Supplied material
* * * * *
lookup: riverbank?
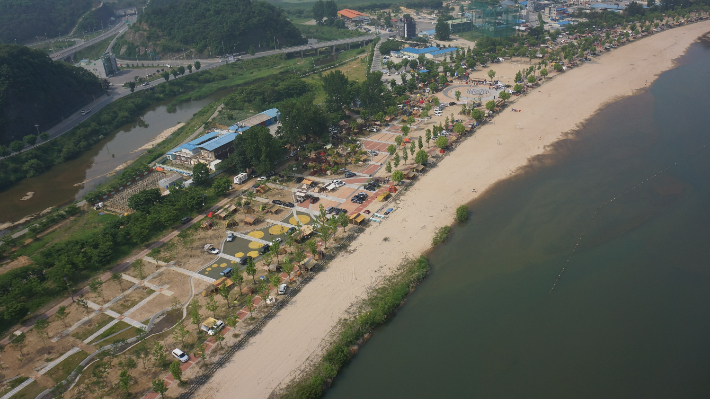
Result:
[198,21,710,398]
* * * * *
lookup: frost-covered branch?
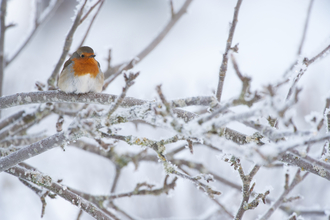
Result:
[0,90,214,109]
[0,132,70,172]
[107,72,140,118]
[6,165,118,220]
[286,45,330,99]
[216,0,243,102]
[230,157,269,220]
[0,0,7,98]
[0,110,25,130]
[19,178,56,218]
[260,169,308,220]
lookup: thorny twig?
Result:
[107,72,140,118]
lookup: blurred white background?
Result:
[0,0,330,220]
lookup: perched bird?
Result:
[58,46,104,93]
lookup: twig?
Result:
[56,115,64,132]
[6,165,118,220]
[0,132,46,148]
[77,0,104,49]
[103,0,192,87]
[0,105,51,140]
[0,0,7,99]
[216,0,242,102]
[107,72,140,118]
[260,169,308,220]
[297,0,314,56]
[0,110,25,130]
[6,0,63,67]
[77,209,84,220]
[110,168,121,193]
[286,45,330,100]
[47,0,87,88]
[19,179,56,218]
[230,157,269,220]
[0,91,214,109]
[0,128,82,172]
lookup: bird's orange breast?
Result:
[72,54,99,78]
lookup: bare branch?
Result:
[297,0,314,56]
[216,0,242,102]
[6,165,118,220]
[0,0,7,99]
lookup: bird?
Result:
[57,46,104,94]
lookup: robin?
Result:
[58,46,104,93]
* * * * *
Stated problem
Please go through the listing above and pull out each line that contains the string "lookup", copying those lines unchanged.

Result
lookup: riverbank?
lookup: frost-covered branch?
lookup: thorny twig?
lookup: blurred white background?
lookup: perched bird?
lookup: twig?
lookup: bird's orange breast?
lookup: bare branch?
lookup: bird?
lookup: robin?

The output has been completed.